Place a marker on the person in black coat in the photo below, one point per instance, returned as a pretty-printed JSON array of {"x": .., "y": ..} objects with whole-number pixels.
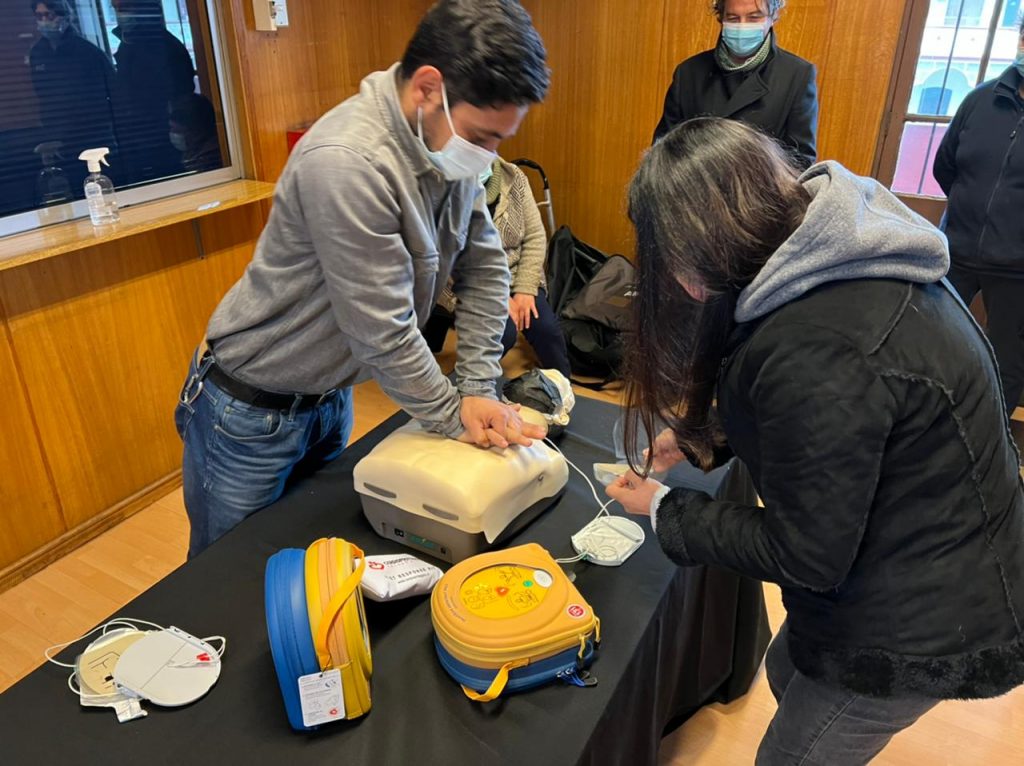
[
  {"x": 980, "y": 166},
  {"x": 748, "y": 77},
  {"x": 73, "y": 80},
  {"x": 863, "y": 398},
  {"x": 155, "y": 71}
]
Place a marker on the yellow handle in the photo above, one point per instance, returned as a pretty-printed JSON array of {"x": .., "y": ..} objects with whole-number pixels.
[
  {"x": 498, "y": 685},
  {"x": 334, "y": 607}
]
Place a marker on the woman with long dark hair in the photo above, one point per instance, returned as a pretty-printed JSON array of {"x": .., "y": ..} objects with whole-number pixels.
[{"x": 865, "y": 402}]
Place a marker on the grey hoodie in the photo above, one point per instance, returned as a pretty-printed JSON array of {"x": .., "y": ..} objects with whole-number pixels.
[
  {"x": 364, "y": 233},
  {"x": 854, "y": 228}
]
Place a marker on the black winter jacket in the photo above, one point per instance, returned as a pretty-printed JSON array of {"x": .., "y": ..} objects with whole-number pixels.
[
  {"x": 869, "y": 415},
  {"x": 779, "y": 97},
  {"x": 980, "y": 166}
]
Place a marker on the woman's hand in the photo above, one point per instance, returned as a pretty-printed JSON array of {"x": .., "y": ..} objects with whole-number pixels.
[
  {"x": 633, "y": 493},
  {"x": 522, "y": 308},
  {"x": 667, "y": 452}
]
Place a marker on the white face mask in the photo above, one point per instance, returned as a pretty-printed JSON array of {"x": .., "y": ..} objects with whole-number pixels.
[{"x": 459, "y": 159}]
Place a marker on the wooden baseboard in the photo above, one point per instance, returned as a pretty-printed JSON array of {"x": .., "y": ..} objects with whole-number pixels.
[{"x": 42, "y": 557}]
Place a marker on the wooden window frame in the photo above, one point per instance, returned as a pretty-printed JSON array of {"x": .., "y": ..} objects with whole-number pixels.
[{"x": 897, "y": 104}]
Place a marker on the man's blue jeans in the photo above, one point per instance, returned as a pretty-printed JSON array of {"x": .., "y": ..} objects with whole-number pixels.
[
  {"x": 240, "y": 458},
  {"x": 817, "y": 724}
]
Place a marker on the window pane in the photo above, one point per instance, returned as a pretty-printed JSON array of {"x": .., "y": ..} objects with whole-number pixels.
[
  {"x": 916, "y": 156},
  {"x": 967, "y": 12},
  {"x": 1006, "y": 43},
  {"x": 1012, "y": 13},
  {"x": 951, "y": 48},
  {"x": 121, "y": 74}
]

---+---

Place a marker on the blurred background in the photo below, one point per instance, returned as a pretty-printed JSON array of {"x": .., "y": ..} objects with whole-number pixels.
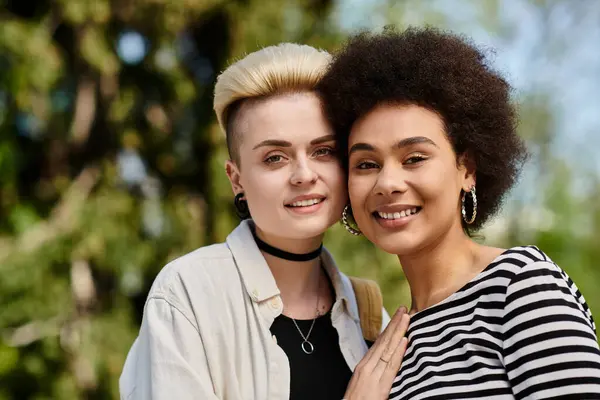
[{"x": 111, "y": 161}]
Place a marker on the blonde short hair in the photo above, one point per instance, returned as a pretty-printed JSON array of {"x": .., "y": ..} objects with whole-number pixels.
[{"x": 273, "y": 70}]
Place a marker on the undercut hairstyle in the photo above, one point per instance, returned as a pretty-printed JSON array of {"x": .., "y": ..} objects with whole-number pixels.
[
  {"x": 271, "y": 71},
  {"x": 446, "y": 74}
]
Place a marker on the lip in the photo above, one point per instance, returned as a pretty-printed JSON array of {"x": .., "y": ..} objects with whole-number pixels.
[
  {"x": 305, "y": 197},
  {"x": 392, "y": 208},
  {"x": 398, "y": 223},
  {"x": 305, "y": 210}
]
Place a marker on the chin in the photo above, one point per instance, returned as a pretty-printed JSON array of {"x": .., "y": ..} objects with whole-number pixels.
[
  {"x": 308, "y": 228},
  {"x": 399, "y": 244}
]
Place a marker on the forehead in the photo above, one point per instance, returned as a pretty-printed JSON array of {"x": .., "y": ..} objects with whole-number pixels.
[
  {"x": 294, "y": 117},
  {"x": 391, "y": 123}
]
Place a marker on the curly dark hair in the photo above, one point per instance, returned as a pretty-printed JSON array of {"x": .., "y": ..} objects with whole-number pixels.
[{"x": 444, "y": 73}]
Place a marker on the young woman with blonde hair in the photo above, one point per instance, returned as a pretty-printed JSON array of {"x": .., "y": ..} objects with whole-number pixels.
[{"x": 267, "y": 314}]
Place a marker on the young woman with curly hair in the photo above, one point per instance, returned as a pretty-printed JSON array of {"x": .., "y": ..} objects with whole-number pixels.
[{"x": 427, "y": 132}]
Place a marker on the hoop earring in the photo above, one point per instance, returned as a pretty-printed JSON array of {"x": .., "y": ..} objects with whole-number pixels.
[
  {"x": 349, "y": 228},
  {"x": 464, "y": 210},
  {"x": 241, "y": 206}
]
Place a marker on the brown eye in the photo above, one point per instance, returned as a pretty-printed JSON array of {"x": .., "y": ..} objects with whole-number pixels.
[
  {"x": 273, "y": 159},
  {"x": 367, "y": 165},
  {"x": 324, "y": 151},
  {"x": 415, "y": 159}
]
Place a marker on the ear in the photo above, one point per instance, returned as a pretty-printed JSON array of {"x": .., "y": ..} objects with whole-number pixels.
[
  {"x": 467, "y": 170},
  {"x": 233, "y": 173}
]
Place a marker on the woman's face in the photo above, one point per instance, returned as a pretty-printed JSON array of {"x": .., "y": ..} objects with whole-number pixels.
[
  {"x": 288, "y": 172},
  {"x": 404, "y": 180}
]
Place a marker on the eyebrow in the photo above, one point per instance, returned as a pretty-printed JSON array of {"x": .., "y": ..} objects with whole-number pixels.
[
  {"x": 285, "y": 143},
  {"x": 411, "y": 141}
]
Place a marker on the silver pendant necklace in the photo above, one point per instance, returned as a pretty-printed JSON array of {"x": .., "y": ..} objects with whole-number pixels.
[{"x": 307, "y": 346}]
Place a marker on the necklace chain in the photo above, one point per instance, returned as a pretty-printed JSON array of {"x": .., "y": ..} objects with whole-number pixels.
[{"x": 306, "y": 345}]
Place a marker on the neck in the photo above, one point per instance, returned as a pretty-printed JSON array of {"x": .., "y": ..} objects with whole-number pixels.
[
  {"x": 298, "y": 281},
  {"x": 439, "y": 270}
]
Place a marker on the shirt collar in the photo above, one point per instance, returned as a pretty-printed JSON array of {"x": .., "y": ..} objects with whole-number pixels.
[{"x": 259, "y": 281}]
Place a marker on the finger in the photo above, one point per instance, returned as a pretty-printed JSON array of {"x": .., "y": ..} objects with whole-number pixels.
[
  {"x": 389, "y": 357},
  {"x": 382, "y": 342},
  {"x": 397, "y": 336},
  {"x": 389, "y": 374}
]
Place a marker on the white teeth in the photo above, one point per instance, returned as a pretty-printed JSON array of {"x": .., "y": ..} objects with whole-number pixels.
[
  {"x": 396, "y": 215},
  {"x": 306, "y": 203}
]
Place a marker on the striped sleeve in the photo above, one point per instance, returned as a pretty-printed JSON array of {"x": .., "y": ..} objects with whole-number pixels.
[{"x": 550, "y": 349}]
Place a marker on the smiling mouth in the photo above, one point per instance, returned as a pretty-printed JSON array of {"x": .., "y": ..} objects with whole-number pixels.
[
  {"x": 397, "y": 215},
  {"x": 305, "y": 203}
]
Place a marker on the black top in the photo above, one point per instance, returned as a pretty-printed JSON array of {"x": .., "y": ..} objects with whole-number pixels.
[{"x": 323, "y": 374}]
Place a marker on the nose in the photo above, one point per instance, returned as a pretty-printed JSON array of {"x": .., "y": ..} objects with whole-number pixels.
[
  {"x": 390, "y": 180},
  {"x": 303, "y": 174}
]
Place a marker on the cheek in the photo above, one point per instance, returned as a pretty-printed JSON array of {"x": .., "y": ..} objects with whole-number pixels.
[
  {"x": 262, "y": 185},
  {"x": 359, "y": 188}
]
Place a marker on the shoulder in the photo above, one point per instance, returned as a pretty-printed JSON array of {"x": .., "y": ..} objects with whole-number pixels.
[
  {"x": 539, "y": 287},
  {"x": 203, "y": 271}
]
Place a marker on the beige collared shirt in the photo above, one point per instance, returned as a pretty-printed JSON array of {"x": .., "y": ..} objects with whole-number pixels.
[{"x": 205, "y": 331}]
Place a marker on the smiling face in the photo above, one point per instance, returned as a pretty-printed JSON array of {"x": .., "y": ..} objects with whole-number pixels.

---+---

Tally the lines of the entries above that contain the string "forehead", and give only the resulting number.

1